Reproduce every row below word for word, keeping each line and its line breaks unchanged.

[Source rows]
────────────────────────────────────────

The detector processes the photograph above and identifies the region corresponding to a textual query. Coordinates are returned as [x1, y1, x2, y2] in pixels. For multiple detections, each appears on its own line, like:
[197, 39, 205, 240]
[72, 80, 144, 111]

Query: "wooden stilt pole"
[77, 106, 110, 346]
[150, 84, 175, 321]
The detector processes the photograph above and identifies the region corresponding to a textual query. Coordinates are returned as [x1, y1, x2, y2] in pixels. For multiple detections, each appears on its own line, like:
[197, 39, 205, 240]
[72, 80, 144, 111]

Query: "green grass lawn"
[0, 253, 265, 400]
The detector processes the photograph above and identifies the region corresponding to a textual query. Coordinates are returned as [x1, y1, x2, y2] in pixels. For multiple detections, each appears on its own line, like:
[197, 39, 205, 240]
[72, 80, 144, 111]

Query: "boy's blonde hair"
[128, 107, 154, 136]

────────────────────────────────────────

● **Task solution**:
The detector processes the photograph above and identifies the region corresponding to a textual query. Coordinates are returned as [x1, y1, x2, y2] in pixels. For multiple detections, each appears on its own line, like:
[197, 39, 205, 240]
[72, 80, 144, 111]

Query: "wooden stilt pole"
[77, 106, 110, 346]
[150, 84, 175, 321]
The detector processes the photograph above and identifies the region corresponding to a textual query. Coordinates are returned as [x1, y1, x2, y2] in pixels. For multiple detections, each appears on its own line, like:
[197, 39, 205, 240]
[72, 80, 144, 111]

Query: "green grass lawn"
[0, 253, 265, 400]
The detector processes the photograph above and identifies the region corresponding to a textual query. Coordinates are returned as [x1, y1, x2, y2] in pixels. For multiple detections, each appears on its own line, like:
[197, 39, 205, 240]
[72, 80, 144, 111]

Query: "boy's blonde hair"
[128, 107, 154, 136]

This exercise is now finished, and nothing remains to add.